▸ **What you are asked to do**
In every entry below, swap "blue shirt" for "green jacket" and reproduce the lines with nothing else changed. Leave the pictures out of your answer.

[Pointing dataset entries]
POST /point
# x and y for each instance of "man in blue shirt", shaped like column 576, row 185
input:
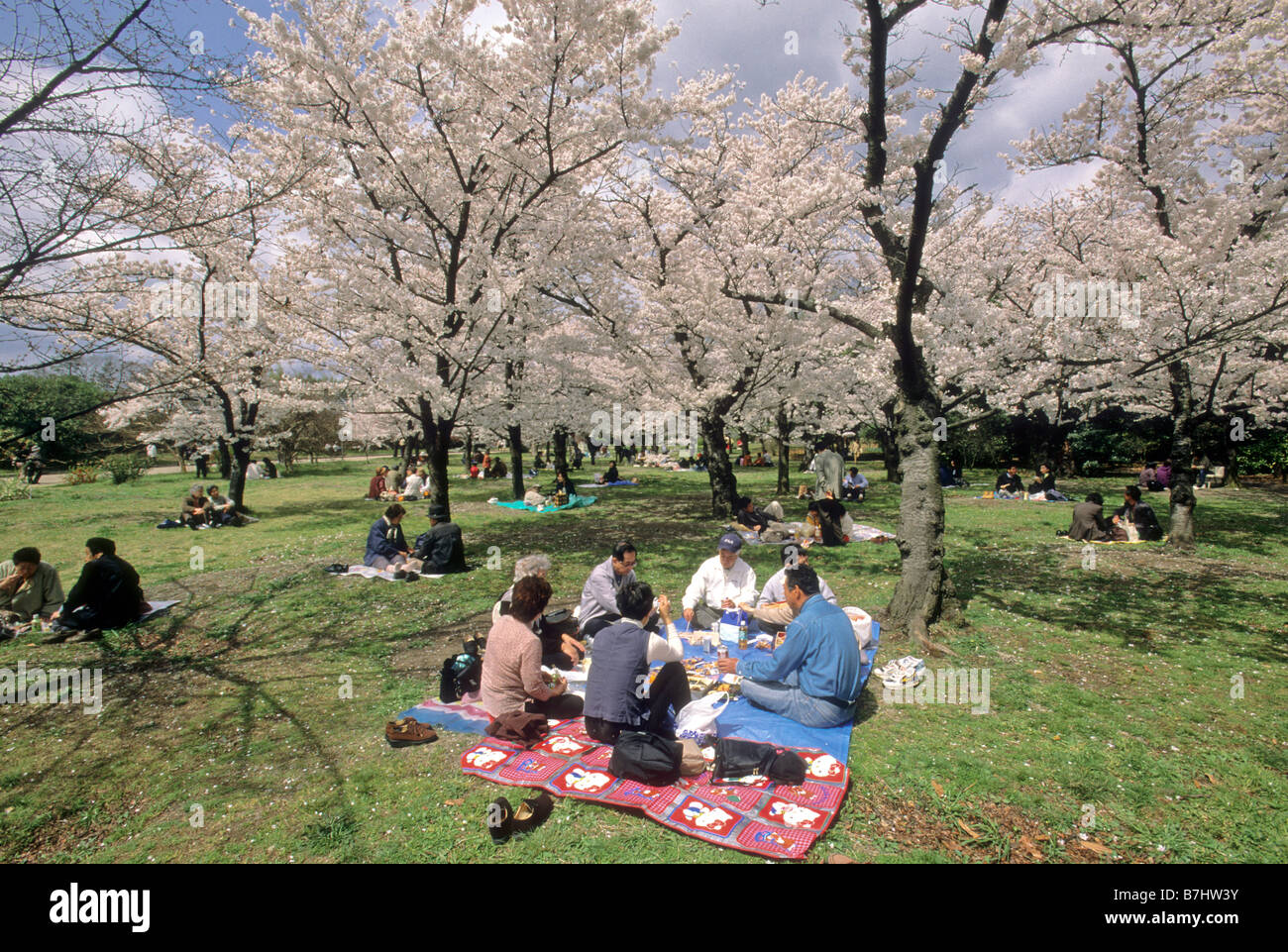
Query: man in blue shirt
column 812, row 677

▸ **Output for this exercise**
POST /point
# x and y for each instance of "man in green jacket", shaped like column 576, row 185
input:
Query: man in green jacket
column 812, row 677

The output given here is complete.